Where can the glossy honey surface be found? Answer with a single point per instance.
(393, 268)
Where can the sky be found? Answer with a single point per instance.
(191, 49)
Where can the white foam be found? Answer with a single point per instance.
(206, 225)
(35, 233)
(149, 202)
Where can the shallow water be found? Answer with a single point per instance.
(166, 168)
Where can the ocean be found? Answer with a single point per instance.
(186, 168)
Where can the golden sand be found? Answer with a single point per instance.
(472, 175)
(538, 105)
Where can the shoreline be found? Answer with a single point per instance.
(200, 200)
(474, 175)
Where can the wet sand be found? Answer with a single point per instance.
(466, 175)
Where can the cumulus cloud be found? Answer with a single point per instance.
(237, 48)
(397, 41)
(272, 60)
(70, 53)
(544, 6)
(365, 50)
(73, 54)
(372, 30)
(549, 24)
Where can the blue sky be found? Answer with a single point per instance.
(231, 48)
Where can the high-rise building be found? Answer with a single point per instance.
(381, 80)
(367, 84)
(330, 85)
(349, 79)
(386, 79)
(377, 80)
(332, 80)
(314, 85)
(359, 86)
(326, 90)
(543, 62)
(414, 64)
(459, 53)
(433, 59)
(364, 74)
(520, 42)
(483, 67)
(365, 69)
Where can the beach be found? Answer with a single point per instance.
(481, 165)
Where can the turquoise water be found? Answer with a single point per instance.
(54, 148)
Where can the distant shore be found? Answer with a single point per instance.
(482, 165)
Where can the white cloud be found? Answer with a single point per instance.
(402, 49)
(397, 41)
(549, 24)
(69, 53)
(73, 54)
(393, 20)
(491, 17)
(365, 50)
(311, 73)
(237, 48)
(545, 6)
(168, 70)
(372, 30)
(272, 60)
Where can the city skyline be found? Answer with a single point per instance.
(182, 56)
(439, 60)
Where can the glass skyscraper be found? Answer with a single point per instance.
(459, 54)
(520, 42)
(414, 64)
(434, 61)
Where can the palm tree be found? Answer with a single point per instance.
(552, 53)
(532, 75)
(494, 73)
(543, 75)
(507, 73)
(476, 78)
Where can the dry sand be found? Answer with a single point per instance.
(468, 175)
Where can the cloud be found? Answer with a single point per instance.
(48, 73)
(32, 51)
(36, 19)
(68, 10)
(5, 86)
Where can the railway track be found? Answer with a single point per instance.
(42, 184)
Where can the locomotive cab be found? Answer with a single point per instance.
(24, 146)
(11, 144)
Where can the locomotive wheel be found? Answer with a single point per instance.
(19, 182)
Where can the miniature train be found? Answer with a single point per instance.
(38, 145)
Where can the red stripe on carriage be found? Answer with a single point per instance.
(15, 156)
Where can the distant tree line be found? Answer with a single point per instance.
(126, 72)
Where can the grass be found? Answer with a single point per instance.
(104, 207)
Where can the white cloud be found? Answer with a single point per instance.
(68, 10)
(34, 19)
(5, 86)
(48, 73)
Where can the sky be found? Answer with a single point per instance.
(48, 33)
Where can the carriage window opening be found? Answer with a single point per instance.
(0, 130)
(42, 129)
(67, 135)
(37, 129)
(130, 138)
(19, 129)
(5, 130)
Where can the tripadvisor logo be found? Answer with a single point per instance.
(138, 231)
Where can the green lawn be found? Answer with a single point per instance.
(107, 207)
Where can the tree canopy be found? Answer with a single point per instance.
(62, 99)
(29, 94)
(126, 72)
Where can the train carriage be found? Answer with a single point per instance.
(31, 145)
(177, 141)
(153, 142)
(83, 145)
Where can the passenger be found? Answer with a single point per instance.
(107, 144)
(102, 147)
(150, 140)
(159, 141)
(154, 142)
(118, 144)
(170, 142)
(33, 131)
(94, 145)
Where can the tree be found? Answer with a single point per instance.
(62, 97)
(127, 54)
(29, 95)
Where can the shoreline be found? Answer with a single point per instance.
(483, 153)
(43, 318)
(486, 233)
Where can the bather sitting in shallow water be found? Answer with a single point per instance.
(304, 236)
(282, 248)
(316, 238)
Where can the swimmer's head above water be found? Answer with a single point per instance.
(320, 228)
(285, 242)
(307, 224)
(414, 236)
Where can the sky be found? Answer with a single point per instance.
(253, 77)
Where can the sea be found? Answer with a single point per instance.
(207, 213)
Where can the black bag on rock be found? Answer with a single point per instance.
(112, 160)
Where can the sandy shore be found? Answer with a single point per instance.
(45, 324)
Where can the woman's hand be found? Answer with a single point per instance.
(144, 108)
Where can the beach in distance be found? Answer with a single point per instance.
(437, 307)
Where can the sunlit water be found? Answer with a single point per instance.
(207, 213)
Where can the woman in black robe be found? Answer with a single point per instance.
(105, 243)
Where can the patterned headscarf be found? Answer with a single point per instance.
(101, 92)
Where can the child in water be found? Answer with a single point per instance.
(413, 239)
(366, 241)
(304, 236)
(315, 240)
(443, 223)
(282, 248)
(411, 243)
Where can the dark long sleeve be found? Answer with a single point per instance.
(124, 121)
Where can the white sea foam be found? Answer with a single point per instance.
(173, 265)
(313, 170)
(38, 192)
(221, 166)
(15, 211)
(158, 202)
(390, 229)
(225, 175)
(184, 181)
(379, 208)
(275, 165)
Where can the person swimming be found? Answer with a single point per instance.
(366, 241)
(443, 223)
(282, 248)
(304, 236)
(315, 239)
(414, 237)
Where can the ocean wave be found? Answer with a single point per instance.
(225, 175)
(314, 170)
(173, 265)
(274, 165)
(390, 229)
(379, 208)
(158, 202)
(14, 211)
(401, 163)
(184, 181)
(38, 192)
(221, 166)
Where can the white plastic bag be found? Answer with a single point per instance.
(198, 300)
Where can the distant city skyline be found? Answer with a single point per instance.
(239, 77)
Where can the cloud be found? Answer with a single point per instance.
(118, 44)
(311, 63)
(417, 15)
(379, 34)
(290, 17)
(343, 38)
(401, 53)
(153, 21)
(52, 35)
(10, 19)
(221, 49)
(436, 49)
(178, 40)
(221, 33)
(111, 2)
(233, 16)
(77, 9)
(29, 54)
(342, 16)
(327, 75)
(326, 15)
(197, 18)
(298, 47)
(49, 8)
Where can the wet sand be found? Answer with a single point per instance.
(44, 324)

→ Tarea:
Edita todas las filas de arriba y escríbelas de nuevo sustituyendo "instance" por "occurrence", sin cambiar nada más.

→ Respuesta del ejercicio:
Where can the glossy honey surface be found? Answer with a single point per occurrence.
(393, 268)
Where can the sky be found? Answer with a single point per occurrence.
(191, 49)
Where can the white foam be found? Answer with a single point per occurrence.
(206, 225)
(35, 233)
(149, 202)
Where can the shallow water be found? Answer with a single point per occurrence.
(166, 168)
Where can the ocean be found? Answer with a single point per occurrence.
(186, 168)
Where can the golden sand be found? Answer with a single point per occurrence.
(472, 175)
(538, 105)
Where can the shoreline be found? Answer with a single point per occurrence.
(200, 200)
(474, 175)
Where can the wet sand be found? Answer with a single point per occurrence.
(466, 175)
Where can the cumulus cloud be found? Answer with a single point per occurrence.
(237, 48)
(397, 41)
(272, 60)
(70, 53)
(544, 6)
(365, 50)
(73, 54)
(372, 30)
(549, 24)
Where can the blue sky be found? Answer with a single point per occurrence.
(231, 48)
Where can the high-rise building be found? Answer with a single point per occurrence.
(381, 80)
(367, 84)
(330, 85)
(349, 79)
(386, 79)
(377, 80)
(332, 80)
(314, 85)
(359, 86)
(326, 90)
(543, 62)
(414, 64)
(459, 53)
(433, 59)
(364, 74)
(520, 42)
(483, 67)
(365, 69)
Where can the beach be found? Answer with a single point per occurrence.
(481, 165)
Where can the turquoise water be found? Answer with a single point per occurrence.
(54, 148)
Where can the distant shore be found? Answer with a single point per occurrence.
(482, 165)
Where can the white cloud be found? Answer with a single point per occurrence.
(402, 49)
(397, 41)
(549, 24)
(69, 53)
(73, 54)
(393, 20)
(491, 17)
(365, 50)
(311, 73)
(237, 48)
(545, 6)
(168, 70)
(372, 30)
(272, 60)
Where can the city skyline be found? Answer with a single point per occurrence.
(182, 56)
(439, 60)
Where can the glass skyscraper be found? Answer with a single point per occurrence.
(459, 54)
(520, 42)
(414, 64)
(434, 61)
Where can the palm tree be found? Answer with a single point per occurrence.
(552, 53)
(532, 75)
(494, 73)
(543, 75)
(507, 73)
(476, 78)
Where can the dry sand be found? Answer with a single point per occurrence.
(468, 175)
Where can the cloud be found? Answer with a single point per occurrence.
(48, 73)
(32, 51)
(36, 19)
(68, 10)
(5, 86)
Where can the railway track be found? Answer with a single point per occurrence.
(42, 184)
Where can the locomotive cab be found? Answer with a single point per occurrence.
(24, 146)
(11, 144)
Where can the locomotive wheel be found? Answer with a single point per occurrence.
(19, 182)
Where can the miniature train be found? Answer with a single point per occurrence.
(38, 145)
Where can the red stripe on carriage be found? Answer with a single point per occurrence.
(15, 156)
Where can the distant tree line be found? Answer with a single point per occurrence.
(126, 72)
Where can the grass be found? Answer with a single point per occurrence.
(104, 207)
Where can the white cloud be found? Answer with a single point per occurrence.
(68, 10)
(34, 19)
(5, 86)
(48, 73)
Where can the sky be found? Answer with a single point per occurrence.
(48, 33)
Where can the carriage window opening be found? Answer with a single point per occurrence.
(0, 130)
(42, 129)
(67, 135)
(37, 129)
(130, 138)
(19, 129)
(5, 130)
Where can the tripadvisor logo be found? Answer with a single point per occurrence.
(138, 231)
Where can the green lawn be found? Answer with a single point per occurrence.
(107, 207)
Where can the tree canopy be found? Answer with a single point per occurrence.
(62, 99)
(29, 94)
(126, 72)
Where can the train carriage be found? Answer with a single point per occurrence.
(31, 145)
(177, 141)
(153, 142)
(83, 145)
Where can the passenger be found? Answer with a single point per occurrence.
(107, 144)
(102, 147)
(150, 140)
(159, 141)
(154, 142)
(118, 144)
(170, 142)
(33, 131)
(94, 145)
Where can the tree be found? Answer with a single point per occurrence.
(62, 97)
(127, 54)
(29, 95)
Where can the shoreline be found? Answer with a single point per occurrence.
(483, 153)
(43, 318)
(486, 233)
Where can the bather sitting in shallow water be found? Answer with a single point per occurrence.
(304, 236)
(282, 248)
(316, 238)
Where can the swimmer's head above water be found? Answer with a single point per occurrence.
(320, 228)
(285, 242)
(307, 224)
(414, 236)
Where can the sky be found? Answer with a single point per occurrence.
(253, 77)
Where can the sea be found? Answer with a single point per occurrence.
(207, 213)
Where can the black bag on rock be found? Answer with a single point per occurrence.
(112, 160)
Where can the sandy shore be found? Answer with a single point per occurrence.
(45, 324)
Where can the woman's hand be found? Answer with a single point per occurrence.
(144, 108)
Where can the beach in distance be found? Answer with a single point per occurrence.
(437, 307)
Where can the sunlit water be found? Answer with a single point per occurrence.
(207, 213)
Where can the woman in black robe be found? Answer with a single point per occurrence.
(105, 243)
Where can the patterned headscarf be found? Answer with a single point per occurrence.
(101, 92)
Where can the child in water be found? Answer with a single point per occurrence.
(413, 239)
(366, 241)
(304, 236)
(315, 240)
(443, 223)
(282, 248)
(411, 243)
Where can the dark long sleeve be found? Answer with a single point per occurrence.
(124, 121)
Where can the white sea foam be found? Answer with a single point per occurrence.
(173, 265)
(313, 170)
(38, 192)
(221, 166)
(15, 211)
(158, 202)
(390, 229)
(225, 175)
(184, 181)
(379, 208)
(275, 165)
Where can the person swimming be found? Answer with a single point per occurrence.
(366, 241)
(443, 223)
(282, 248)
(304, 236)
(315, 239)
(414, 237)
Where can the ocean wave be found? Answer with a single point per occurrence.
(225, 175)
(314, 170)
(173, 265)
(274, 165)
(390, 229)
(379, 208)
(158, 202)
(14, 211)
(401, 163)
(184, 181)
(38, 192)
(221, 166)
Where can the white plastic bag be found? Answer with a single point per occurrence.
(198, 300)
Where can the distant city skyline be found? Answer with a single point per occurrence.
(239, 77)
Where can the cloud be found? Answer with a single point per occurrence.
(118, 44)
(311, 63)
(417, 15)
(379, 34)
(290, 17)
(343, 38)
(401, 53)
(153, 21)
(52, 35)
(10, 19)
(221, 49)
(436, 49)
(178, 40)
(221, 33)
(111, 2)
(233, 16)
(77, 9)
(29, 54)
(342, 16)
(327, 75)
(326, 15)
(197, 18)
(298, 47)
(49, 8)
Where can the wet sand be found? Answer with a single point per occurrence.
(44, 324)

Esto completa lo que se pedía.